Start Document segment

If you run deep research agents over a mix of internal documents and the public web, this is a failure mode you almost certainly have and probably aren't measuring.

What is research agent data leakage?

A deep research agent answers a question by interleaving two kinds of lookups: reading your private documents and issuing public web searches. The leak doesn't happen in the answer it returns to you. It happens in the outbound queries — the search strings that leave your perimeter and land in someone else's logs.

Any single query usually looks harmless. The danger is cumulative. MosaicLeaks calls it the mosaic effect: individually benign queries that, stitched together, reconstruct a confidential fact. The paper's worked example is vivid — separate searches about a cloud-migration milestone, a January 2024 security disclosure, and a vendor identity let an observer of the query log alone deduce that a specific company had migrated 70% of its infrastructure to the cloud by a specific month. No private document ever left the building. The questions the agent asked the open web gave the secret away.

End Document segment
Start Given records

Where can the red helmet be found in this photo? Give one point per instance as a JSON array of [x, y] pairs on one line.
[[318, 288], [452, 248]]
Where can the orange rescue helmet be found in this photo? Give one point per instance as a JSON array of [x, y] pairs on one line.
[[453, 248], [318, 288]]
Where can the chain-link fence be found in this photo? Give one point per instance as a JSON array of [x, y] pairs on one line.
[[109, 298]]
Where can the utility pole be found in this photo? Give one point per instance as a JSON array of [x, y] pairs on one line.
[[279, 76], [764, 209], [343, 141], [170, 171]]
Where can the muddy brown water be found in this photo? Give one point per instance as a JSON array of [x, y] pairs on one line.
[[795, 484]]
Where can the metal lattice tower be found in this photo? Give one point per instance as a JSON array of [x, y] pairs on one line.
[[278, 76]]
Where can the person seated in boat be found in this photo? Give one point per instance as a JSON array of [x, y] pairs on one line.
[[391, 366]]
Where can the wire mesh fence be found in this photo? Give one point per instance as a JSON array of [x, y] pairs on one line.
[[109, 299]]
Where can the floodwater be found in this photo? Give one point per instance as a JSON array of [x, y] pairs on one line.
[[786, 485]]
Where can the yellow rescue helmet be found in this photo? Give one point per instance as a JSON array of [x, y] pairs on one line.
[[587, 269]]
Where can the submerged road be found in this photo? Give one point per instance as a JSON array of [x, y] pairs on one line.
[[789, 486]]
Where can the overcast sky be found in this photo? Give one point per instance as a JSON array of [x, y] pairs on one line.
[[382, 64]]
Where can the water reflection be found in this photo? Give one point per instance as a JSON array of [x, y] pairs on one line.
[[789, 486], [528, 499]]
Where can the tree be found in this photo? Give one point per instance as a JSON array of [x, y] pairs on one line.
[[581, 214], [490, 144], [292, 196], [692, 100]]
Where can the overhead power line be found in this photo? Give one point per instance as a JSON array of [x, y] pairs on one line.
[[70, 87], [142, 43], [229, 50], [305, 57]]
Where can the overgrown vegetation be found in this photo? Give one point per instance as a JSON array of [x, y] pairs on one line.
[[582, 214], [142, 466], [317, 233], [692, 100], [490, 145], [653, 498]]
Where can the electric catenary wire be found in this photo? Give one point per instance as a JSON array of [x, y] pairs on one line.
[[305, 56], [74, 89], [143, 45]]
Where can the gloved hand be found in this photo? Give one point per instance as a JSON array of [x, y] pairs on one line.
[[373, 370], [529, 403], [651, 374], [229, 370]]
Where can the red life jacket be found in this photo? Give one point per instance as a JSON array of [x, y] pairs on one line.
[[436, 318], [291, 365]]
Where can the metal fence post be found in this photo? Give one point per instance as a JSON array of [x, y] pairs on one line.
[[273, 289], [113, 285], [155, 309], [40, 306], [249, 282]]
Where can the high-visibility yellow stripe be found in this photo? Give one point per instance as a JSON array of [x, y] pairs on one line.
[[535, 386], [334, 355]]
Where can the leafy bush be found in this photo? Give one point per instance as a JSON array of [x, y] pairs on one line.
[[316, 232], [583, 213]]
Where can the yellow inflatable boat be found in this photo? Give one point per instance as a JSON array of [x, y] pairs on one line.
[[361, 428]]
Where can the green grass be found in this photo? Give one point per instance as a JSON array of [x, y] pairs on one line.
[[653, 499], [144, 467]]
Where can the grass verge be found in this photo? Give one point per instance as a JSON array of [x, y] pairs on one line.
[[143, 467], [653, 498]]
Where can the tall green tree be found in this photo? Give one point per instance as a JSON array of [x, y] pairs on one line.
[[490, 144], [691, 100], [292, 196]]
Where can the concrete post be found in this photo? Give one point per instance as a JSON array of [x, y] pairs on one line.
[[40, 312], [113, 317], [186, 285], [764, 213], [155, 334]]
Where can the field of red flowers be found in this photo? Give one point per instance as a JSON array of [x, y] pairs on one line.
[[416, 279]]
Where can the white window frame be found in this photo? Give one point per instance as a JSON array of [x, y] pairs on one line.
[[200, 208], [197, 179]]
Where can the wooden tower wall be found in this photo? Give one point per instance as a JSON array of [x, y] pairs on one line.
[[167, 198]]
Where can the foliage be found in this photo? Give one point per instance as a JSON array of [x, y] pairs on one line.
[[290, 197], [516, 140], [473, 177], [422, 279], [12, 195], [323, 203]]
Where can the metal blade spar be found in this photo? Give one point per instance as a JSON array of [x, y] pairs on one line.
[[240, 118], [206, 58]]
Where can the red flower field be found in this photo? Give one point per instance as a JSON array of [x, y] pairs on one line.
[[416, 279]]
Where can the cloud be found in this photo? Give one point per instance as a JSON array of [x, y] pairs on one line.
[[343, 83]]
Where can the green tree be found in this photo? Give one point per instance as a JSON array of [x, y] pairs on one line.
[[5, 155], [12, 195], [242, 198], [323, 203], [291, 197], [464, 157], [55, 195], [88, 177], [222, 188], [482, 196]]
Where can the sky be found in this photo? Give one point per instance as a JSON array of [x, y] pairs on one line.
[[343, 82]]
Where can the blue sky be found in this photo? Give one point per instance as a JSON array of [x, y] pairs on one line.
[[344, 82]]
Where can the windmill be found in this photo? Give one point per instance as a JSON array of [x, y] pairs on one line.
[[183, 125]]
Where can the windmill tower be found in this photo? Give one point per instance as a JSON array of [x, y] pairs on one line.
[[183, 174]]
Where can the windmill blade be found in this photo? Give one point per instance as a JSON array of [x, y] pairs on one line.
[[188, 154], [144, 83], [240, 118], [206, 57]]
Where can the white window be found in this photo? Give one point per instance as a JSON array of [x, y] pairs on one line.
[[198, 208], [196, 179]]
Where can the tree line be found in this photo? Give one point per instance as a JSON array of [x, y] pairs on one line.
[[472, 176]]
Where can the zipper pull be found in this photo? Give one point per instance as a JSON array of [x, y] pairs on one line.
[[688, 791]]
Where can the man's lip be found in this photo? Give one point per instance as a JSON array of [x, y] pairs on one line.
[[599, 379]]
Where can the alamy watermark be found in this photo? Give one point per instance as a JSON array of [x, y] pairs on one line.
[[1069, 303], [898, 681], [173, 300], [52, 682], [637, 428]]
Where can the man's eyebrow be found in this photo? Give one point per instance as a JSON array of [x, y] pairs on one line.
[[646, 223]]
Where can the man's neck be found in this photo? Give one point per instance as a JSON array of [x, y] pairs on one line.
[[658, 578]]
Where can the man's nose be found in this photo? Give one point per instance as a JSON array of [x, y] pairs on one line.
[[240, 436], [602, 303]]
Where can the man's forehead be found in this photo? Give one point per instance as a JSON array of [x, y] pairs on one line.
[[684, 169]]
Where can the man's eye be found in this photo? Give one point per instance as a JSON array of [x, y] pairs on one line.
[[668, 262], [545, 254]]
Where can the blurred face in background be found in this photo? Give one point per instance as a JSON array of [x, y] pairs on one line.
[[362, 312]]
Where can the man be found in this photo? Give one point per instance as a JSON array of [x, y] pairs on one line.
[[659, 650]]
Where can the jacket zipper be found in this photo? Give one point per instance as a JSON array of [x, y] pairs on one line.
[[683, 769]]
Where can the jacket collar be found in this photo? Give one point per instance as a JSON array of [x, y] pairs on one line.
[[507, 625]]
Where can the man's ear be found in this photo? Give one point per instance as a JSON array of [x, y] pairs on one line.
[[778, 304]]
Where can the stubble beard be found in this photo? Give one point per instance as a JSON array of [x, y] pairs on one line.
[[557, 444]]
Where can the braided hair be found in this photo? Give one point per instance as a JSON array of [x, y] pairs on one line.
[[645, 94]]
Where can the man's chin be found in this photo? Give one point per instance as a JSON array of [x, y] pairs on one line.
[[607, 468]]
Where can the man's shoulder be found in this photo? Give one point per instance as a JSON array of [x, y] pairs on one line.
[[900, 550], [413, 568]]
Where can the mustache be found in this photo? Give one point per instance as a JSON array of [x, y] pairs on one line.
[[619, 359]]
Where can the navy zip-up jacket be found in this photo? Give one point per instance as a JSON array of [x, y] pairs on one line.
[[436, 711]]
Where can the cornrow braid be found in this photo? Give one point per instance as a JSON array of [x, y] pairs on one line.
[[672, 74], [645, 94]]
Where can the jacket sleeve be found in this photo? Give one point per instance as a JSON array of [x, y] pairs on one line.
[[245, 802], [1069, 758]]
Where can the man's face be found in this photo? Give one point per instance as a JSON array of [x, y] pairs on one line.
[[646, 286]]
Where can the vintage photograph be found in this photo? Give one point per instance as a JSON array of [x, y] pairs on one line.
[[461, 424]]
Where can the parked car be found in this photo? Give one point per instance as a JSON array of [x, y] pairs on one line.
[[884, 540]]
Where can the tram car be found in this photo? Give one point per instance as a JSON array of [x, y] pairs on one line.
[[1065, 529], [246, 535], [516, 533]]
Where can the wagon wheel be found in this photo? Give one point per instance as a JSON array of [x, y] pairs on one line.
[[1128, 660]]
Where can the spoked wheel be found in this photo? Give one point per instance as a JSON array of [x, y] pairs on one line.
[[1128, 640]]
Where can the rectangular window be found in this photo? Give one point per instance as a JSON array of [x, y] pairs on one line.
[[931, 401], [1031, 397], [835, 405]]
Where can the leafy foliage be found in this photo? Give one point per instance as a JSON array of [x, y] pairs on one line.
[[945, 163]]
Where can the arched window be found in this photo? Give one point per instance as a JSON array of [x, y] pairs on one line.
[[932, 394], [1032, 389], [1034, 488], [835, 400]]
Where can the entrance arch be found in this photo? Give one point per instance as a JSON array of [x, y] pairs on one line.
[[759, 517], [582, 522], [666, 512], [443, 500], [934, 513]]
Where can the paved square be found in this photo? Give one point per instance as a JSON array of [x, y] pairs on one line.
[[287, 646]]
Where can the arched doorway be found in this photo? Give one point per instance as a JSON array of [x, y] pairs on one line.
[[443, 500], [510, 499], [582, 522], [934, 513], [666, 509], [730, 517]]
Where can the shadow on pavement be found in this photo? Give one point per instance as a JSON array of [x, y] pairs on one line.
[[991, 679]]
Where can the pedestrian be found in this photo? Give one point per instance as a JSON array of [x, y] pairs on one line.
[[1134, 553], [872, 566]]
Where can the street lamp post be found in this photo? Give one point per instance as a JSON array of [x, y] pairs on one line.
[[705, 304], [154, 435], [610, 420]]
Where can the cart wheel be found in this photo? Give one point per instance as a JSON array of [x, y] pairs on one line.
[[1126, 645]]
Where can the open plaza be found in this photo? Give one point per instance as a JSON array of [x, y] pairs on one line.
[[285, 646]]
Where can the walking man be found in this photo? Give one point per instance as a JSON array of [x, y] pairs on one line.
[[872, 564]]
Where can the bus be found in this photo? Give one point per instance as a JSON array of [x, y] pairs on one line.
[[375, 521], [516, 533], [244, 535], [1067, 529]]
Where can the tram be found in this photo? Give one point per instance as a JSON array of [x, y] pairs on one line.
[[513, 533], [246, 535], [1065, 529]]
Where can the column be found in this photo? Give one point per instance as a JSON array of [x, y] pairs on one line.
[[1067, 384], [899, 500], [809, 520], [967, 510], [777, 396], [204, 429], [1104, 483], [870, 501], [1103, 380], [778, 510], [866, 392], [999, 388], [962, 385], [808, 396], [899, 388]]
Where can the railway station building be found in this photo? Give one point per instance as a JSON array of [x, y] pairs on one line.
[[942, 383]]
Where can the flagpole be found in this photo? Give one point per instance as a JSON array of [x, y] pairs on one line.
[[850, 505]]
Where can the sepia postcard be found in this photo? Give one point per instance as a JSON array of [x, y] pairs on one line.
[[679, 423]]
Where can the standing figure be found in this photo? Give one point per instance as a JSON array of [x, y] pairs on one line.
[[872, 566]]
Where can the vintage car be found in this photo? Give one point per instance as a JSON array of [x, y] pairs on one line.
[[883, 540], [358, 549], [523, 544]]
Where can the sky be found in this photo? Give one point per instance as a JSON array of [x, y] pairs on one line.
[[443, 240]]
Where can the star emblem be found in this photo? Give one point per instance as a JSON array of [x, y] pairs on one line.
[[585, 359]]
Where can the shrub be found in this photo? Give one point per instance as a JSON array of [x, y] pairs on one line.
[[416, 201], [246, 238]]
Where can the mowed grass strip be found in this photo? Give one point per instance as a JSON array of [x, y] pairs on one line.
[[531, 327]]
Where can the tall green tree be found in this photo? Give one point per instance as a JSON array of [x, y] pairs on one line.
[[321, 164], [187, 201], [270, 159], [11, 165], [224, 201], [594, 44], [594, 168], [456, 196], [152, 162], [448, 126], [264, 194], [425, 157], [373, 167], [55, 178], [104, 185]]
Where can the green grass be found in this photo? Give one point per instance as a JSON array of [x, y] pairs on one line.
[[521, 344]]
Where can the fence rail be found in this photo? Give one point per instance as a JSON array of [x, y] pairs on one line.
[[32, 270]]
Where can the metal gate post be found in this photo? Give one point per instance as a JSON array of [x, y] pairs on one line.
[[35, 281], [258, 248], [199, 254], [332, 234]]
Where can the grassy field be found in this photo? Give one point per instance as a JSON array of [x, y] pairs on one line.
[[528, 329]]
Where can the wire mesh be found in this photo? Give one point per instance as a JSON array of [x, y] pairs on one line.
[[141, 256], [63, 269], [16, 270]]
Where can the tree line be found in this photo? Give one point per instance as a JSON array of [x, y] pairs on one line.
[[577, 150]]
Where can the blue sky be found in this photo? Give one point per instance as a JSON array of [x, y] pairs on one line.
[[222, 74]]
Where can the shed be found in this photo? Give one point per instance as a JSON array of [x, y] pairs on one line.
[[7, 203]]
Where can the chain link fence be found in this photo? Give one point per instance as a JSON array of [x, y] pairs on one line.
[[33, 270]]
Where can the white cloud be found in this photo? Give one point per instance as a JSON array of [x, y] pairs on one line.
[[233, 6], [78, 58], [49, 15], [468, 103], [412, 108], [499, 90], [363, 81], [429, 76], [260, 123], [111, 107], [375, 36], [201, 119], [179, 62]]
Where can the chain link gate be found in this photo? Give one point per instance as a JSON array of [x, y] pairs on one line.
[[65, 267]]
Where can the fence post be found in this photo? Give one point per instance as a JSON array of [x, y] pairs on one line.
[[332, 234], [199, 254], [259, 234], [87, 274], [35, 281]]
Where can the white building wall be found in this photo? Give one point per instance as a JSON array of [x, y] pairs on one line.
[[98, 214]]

End Given records

### To do
(1) Copy the entries word for word, from the line containing "Where can the chain link fence" through the last line of the entries, including both ends.
(2) Continue the passage on research agent data leakage, starting after its final sentence.

### Answers for the exercise
(1)
Where can the chain link fence be found in this photo? Give one point per instance as a JSON array of [x, y] pairs on one line.
[[33, 270]]
Where can the white cloud be found in this photo? Give one point per instance as a JSON array of [x, y] pairs on one line.
[[233, 6], [78, 58], [49, 15], [468, 103], [412, 108], [499, 90], [363, 81], [429, 76], [260, 123], [111, 107], [375, 36], [201, 119], [179, 62]]
Where can the chain link gate be found in this photo? Give one point per instance as a JSON array of [x, y] pairs on one line.
[[65, 267]]
Where can the fence post be found in this photo? Give one point per instance as a JSON array of [x, y] pairs on one line.
[[332, 234], [199, 254], [259, 234], [87, 274], [35, 281]]
Where can the white building wall be found in this photo? Give one point per instance as a JSON array of [x, y] pairs on one line.
[[98, 214]]

(2)
What does the MosaicLeaks benchmark measure?

MosaicLeaks scores how much an adversary watching only the agent's query log can infer. It defines three escalating levels of leakage:

Leakage type What the adversary has What counts as a leak
Intent The query log They can infer the agent's research goals
Answer Query log + the private questions They can answer private questions without the documents
Full-information The query log They can state verifiably true private claims

This framing is what makes MosaicLeaks a confidentiality benchmark rather than a defense how-to. It treats secret-keeping as an evaluable property of the agent's behavior — the inverse of the prompt-injection work that dominates agent security today.

How the benchmark is built

The benchmark is 1,001 multi-hop research chains grounded in synthetic enterprise documents plus a controlled web corpus, split into 559 training, 98 validation, and 344 held-out test chains. Each chain interleaves local and web sub-questions with explicit dependencies, so solving it requires the agent to combine private and public information — exactly the condition under which mosaic leakage emerges.

The agent harness is deliberately simple, with four tools per step: Plan (generate local/web queries), Choose (pick documents to read), Read (answer the current hop), and Resolve (answer, read more, or replan). Evaluation uses normalized string matching on each hop, so both task success and leakage are scored on concrete, checkable outputs.

Why can't you just tell the agent to be careful?

This is the result worth internalizing. The team tested the obvious fixes, and the obvious fixes underperformed.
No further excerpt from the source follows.